Top of AVAILABLE DATA
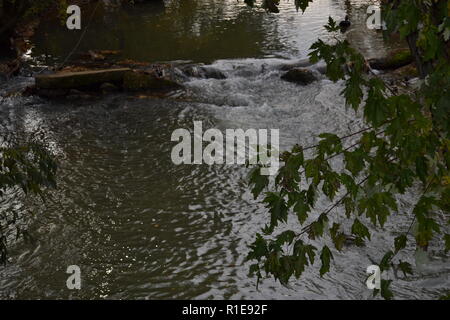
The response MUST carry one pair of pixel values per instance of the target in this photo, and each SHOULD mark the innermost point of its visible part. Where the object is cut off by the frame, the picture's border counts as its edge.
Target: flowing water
(138, 225)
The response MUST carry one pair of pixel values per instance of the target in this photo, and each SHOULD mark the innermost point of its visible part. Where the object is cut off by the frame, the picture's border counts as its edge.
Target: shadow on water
(140, 226)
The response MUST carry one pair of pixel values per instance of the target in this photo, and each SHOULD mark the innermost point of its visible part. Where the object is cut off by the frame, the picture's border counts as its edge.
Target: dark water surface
(139, 226)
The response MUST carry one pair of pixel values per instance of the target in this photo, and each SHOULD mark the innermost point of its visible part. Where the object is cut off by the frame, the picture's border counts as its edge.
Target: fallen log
(80, 80)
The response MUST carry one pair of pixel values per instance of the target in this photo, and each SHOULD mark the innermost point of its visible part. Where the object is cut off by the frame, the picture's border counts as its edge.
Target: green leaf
(385, 262)
(325, 257)
(258, 181)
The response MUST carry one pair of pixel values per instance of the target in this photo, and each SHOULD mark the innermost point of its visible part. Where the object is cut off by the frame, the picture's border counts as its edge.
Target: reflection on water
(141, 227)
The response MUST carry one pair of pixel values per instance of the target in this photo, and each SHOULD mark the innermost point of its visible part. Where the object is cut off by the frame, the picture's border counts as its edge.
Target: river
(141, 227)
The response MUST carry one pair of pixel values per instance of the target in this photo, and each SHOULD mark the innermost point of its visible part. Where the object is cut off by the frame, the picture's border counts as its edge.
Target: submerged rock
(108, 87)
(298, 64)
(300, 76)
(203, 72)
(395, 60)
(134, 80)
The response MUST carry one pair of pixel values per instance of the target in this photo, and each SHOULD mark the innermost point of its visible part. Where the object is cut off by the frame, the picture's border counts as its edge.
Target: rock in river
(300, 76)
(80, 80)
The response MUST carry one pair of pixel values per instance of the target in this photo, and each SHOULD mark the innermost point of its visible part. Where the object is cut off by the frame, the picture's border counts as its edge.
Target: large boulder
(300, 76)
(395, 60)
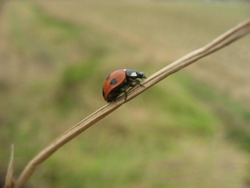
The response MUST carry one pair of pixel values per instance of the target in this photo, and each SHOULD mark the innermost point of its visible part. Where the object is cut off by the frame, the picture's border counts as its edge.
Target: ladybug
(119, 82)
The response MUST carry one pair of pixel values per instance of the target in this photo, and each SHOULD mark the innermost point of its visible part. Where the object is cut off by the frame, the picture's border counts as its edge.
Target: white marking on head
(133, 74)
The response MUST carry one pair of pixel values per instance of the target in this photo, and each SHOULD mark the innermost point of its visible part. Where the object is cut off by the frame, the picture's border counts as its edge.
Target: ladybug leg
(125, 94)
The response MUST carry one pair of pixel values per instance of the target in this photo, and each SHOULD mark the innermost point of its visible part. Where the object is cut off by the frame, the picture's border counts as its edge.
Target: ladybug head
(141, 74)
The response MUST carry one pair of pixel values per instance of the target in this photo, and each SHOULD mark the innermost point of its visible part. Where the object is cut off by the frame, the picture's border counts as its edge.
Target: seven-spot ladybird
(119, 82)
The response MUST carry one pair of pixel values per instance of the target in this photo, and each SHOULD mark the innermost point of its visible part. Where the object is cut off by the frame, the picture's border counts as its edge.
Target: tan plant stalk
(220, 42)
(9, 182)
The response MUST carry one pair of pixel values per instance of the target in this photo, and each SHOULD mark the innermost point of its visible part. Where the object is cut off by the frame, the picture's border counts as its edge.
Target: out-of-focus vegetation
(191, 130)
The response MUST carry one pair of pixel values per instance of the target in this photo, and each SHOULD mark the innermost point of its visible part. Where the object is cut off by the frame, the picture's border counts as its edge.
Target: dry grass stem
(9, 181)
(220, 42)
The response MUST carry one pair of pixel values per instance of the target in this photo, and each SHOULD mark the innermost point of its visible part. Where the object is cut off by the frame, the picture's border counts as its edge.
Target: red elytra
(115, 79)
(119, 82)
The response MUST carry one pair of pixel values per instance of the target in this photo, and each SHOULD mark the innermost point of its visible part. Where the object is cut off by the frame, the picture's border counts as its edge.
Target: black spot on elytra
(113, 81)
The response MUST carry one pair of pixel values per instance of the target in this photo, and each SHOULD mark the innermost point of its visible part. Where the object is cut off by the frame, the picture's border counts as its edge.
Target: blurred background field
(191, 130)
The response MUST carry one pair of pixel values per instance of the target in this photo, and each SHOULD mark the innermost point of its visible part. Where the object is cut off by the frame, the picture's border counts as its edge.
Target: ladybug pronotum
(119, 82)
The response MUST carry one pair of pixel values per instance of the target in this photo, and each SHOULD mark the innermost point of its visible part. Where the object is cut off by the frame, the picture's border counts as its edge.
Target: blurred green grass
(191, 130)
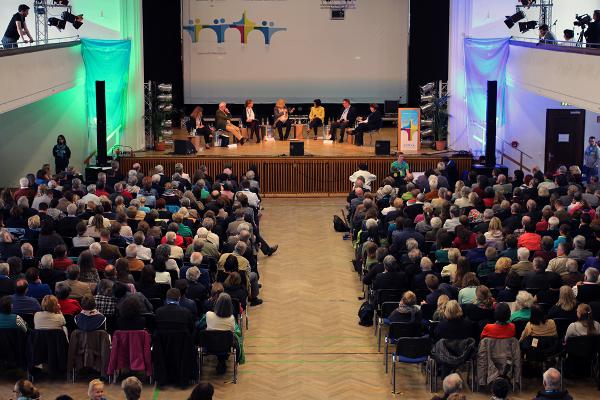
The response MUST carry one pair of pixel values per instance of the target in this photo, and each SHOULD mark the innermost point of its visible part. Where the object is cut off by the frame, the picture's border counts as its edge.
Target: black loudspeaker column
(490, 124)
(101, 159)
(296, 149)
(382, 147)
(183, 147)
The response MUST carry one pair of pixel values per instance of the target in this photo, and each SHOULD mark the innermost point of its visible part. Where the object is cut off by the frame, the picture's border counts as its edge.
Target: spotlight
(427, 107)
(76, 20)
(427, 132)
(427, 88)
(428, 98)
(510, 21)
(526, 26)
(59, 23)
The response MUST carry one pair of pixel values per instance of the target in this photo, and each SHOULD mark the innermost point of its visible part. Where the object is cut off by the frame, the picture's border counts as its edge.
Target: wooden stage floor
(304, 341)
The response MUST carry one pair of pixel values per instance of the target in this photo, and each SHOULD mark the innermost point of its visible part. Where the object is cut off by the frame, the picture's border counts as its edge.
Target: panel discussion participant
(251, 122)
(592, 35)
(201, 129)
(281, 114)
(17, 28)
(316, 117)
(371, 123)
(223, 122)
(346, 119)
(546, 36)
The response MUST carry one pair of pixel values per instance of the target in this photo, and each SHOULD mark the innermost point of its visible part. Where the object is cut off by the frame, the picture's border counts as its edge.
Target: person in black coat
(172, 316)
(345, 120)
(371, 123)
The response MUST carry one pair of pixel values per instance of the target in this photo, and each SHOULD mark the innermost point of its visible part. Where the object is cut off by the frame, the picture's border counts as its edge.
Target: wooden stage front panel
(292, 176)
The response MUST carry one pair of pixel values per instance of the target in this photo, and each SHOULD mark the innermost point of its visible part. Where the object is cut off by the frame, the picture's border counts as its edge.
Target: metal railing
(26, 45)
(504, 156)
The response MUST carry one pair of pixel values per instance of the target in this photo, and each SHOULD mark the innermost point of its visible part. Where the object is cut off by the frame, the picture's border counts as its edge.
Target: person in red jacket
(501, 329)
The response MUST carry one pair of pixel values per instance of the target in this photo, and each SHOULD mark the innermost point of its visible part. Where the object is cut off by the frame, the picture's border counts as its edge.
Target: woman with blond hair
(566, 306)
(50, 317)
(96, 390)
(281, 116)
(585, 324)
(494, 236)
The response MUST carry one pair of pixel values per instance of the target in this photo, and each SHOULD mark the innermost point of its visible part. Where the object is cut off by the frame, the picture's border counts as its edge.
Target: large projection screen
(235, 49)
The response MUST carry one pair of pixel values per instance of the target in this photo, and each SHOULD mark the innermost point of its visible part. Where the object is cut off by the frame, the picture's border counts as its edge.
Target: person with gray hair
(552, 387)
(243, 268)
(579, 252)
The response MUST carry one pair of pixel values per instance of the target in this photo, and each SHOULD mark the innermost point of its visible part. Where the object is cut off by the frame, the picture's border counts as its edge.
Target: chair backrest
(427, 310)
(388, 295)
(387, 308)
(156, 302)
(413, 347)
(405, 329)
(216, 341)
(583, 347)
(561, 325)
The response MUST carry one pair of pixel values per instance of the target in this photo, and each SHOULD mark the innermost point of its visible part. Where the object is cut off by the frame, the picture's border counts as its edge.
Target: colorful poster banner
(409, 130)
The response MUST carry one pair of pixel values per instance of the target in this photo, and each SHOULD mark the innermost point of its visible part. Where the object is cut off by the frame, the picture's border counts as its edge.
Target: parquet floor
(304, 341)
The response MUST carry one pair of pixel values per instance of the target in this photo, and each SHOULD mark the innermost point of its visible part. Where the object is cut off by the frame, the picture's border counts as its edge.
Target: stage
(323, 170)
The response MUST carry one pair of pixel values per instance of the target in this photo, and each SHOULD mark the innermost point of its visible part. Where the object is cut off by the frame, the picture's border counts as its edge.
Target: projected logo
(244, 26)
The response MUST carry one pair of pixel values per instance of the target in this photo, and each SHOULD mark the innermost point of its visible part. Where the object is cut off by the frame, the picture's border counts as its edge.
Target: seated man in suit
(371, 123)
(346, 120)
(223, 123)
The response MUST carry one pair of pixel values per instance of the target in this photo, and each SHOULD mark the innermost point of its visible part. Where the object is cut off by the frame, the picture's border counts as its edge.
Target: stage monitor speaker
(296, 149)
(183, 147)
(382, 147)
(101, 158)
(490, 124)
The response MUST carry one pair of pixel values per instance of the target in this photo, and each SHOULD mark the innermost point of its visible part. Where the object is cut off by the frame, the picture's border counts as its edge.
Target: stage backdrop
(266, 49)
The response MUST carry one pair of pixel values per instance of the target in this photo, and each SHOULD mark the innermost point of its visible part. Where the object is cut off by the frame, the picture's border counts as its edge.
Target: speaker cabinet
(296, 149)
(184, 147)
(382, 147)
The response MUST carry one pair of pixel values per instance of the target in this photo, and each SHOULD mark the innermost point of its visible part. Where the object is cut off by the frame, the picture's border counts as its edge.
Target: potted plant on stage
(440, 122)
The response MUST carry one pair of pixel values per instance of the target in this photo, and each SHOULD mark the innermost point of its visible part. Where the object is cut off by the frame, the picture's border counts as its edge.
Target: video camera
(582, 20)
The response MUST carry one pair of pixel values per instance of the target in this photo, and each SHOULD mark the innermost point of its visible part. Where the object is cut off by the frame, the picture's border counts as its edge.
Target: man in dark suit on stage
(346, 120)
(371, 123)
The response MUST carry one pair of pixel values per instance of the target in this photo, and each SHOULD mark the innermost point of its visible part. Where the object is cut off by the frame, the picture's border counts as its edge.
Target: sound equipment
(183, 147)
(490, 124)
(296, 149)
(382, 147)
(101, 159)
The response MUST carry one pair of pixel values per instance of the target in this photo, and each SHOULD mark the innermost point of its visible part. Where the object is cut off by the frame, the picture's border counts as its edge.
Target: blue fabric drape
(106, 60)
(485, 60)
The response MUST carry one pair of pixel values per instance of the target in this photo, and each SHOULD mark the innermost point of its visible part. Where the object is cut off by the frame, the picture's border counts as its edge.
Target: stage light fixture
(427, 107)
(425, 89)
(75, 20)
(527, 26)
(511, 20)
(427, 132)
(427, 99)
(59, 23)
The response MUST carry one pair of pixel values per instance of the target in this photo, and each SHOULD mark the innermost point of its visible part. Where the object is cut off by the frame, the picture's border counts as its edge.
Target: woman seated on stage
(281, 116)
(251, 122)
(197, 125)
(371, 123)
(316, 117)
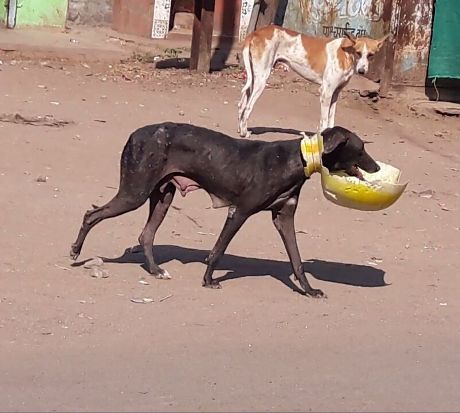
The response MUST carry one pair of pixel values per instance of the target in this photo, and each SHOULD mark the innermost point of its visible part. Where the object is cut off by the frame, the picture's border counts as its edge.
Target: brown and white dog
(328, 62)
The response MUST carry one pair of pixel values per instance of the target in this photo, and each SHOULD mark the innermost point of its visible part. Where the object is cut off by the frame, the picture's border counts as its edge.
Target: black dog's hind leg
(159, 205)
(233, 223)
(283, 219)
(120, 204)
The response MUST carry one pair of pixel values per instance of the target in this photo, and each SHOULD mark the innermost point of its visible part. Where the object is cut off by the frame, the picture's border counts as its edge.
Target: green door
(37, 12)
(445, 44)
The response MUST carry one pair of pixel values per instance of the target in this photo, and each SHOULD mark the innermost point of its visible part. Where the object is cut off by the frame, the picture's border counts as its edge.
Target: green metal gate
(445, 44)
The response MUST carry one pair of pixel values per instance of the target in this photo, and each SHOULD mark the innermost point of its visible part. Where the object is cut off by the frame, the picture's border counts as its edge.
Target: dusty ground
(386, 339)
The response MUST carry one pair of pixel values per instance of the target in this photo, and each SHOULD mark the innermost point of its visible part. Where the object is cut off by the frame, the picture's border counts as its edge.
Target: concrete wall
(92, 12)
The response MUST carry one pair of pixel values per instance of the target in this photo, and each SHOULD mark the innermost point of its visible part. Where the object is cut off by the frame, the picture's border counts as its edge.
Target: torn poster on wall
(161, 13)
(245, 17)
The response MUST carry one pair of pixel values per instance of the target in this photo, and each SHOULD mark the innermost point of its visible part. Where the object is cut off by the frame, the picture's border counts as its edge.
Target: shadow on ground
(240, 267)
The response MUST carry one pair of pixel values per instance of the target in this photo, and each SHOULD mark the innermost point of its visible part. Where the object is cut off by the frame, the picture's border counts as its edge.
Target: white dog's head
(362, 48)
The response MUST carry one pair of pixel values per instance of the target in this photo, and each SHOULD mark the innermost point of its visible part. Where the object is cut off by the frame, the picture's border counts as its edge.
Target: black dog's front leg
(283, 218)
(233, 223)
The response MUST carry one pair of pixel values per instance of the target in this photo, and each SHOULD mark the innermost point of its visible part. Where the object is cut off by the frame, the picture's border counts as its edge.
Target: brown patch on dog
(315, 49)
(257, 40)
(345, 54)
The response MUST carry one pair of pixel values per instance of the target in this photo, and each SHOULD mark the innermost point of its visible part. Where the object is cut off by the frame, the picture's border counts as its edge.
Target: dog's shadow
(239, 267)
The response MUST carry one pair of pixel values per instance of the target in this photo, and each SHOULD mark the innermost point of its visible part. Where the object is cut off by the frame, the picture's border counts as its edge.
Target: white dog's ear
(332, 139)
(348, 42)
(351, 37)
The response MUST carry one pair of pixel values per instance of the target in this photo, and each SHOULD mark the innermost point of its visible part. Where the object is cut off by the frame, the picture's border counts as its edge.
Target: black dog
(247, 176)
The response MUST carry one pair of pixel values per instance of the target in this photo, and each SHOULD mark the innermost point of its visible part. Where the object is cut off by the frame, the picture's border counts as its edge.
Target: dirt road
(386, 339)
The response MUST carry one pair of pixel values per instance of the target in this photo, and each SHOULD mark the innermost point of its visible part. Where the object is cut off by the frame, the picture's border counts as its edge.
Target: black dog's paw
(74, 253)
(315, 293)
(162, 275)
(215, 285)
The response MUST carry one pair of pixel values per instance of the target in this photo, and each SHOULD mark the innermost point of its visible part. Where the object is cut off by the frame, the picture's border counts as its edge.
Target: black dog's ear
(332, 139)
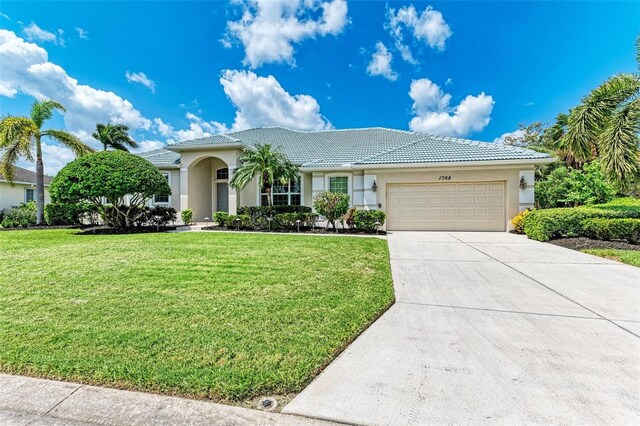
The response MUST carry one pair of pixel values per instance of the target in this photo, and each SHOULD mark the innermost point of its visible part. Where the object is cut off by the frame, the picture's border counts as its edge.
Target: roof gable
(22, 175)
(348, 147)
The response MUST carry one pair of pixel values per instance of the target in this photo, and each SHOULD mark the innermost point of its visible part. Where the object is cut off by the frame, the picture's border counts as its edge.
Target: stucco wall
(14, 195)
(363, 196)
Bottom of AVAILABLE DATA
> _AIM OF THE EXERCISE_
Nothing but the lines from the one containing "Target: black dog's paw" through the last line of the data should appear in the answer, copied exactly, with pictures excluded.

> _PROBLEM SOLUTION_
Target: black dog's paw
(74, 253)
(315, 293)
(162, 275)
(215, 285)
The response MUST carry one pair of pixel values per instance of the target in this photo, and each SHOULD mark the innermost point of its visible part. Where the object is cut off by the frame, the picture's border counts as its edge.
Target: black dog's ear
(332, 139)
The response MUST carry one pair of pixel values per instance of the target in this photo, and each SHOULD mark the innermost point of its visible part. Where the object is cut off by the frame, the picture's border counts as its edge.
Target: roof gable
(22, 175)
(348, 147)
The response MUST carry one pair of pixel values per instance of the target in this photo, and each SHOULD mark the innermost point of its visible part. Where the object is cut off by the frame, the picture's border counts as its edge.
Target: stucco wall
(14, 195)
(363, 196)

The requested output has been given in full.